TEXTO DE LECTURA:
####################
Temo que estemos amenazados por un viento de seriedad inoportuna. Creo que es esencial tomar en serio las cosas que lo merecen; pero no tomar una actitud seria invariablemente y ante todo. No sé si se usa ya una expresión frecuente cuando yo era joven: seriedad del burro. Esa seriedad permanente y a propósito de todo.

Empecé a leer ABC el año 1919. Por aquel entonces escribía con frecuencia un autor que firmaba Melitón González; creo que se llamaba Pablo Parellada, y que era militar; no estoy muy seguro. Escribió un artículo, acaso una serie, con el título «Para lo mejor del mundo no tenemos nombre. Pobrezas del rico castellano». Partía de la palabra «girl», que le parecía atractiva, y echaba de menos equivalentes españoles. Muchacha o chica no le producían entusiasmo; rapaza o zagala, decía, «huele a sidra».

Casi nadie se atreve ahora a escribir así y sobre tales cuestiones. Parece que no tienen importancia, que no merecen atención. Esto ha empobrecido los periódicos, en buena medida también los libros. Apenas hay humoristas; las caricaturas que publican los periódicos son el lugar en que casi todo el humor se ha refugiado; un excelente ejemplo es Mingote, que aplica estos principios a diario; ABC ha tenido suerte: antes que él dibujó y comentó en sus páginas durante muchos años Xaudaró, que tenía también gran ingenio. Los dibujos de Mingote son un refugio y un alivio; los buscamos con avidez cada día, y nos asombra su ingenio cotidiano.

Durante los diez primeros años de su publicación, «La Codorniz» fue una delicia; mi mujer y yo la comprábamos cada semana y nos divertíamos con su humor fresco, inocente, incansable. Luego empezó a politizarse un poco y perder su libertad y su gracia; una consecuencia de ello ha sido que por dos veces se han hecho antologías de esa publicación, con poca fortuna y escasa gracia. No figuraban en ellas multitud de artículos y dibujos que se me han quedado en la memoria al cabo de unos sesenta años.

Admiro el ingenio; cuando es cotidiano me parece asombroso. Creo que, por otra parte, ejerce un influjo benéfico sobre los lectores, acaso sobre la sociedad entera. En épocas difíciles «La Codorniz» era un remanso de paz, alegría y libertad, algo que no abundaba. Recuerdo que Mihura, uno de sus fundadores y mejores colaboradores, reprochó a quien lo había sucedido el olvido de aquellos principios originarios. Pienso que tenía razón y que el cambio de actitud nos privó de un fermento de alegría e inocencia que influía benéficamente sobre los lectores.
####################
[Ejemplos de etiquetado de puntos]
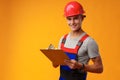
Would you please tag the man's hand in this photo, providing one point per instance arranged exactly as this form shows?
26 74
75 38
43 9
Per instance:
73 64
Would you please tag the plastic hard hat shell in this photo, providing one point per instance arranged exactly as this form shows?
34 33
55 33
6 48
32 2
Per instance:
73 8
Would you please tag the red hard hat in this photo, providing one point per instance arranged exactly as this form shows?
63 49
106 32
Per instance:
73 8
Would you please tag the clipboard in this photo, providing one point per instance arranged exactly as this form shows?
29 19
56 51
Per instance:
56 56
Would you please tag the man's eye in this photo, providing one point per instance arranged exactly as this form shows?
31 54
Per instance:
75 17
68 18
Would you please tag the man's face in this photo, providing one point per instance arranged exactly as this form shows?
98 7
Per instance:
74 22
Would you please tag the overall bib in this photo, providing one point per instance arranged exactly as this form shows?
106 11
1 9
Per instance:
72 74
####################
TAREAS DEL EJERCICIO:
**1.** Responde estas preguntas sobre el texto acerca del humor:
(a) ¿En qué año empezó a leer ABC quien escribe el texto?
(b) ¿De qué palabra inglesa partía el artículo de Melitón González?
(c) ¿Durante cuántos años, desde el comienzo de su publicación, fue «La Codorniz» una delicia?
**2.** Escribe la parte siguiente del texto sobre el humor, a partir de su último párrafo.

RESULTADOS DEL EJERCICIO:
**1.**
(a) En 1919.
(b) De la palabra «girl».
(c) Durante los diez primeros años.

**2.**
La prueba del valor que tuvo la primera etapa de «La Codorniz» es que todavía recuerdo multitud de artículos, dibujos y hasta meros chistes de los años cuarenta. En una época dura y con pocos atractivos acudíamos a ella como una reserva de humor, ingenio, alegría y hasta inocencia.

Siempre he creído que la inocencia es, con la ingenuidad, la única actitud verdaderamente creadora. Si se repasara desde este punto de vista la obra de los grandes creadores, se vería hasta qué punto han conservado siempre esas actitudes.

No están de moda; más bien se las rehúye, parecen una deficiencia, una pérdida de importancia. Conviene reparar en las palabras que se usan; importante es lo que importa; pero ¿importan de verdad muchas cosas que se consideran importantes porque se presentan como tales? Si las analizamos, si miramos su efecto sobre nosotros, descubrimos que nos importan muy poco, acaso nada. No basta con atribuirse importancia para tenerla; no es suficiente el gesto acartonado, hosco, para que nuestra atención se fije, se interese; es mejor que se distienda, que se abra con placer o alegría.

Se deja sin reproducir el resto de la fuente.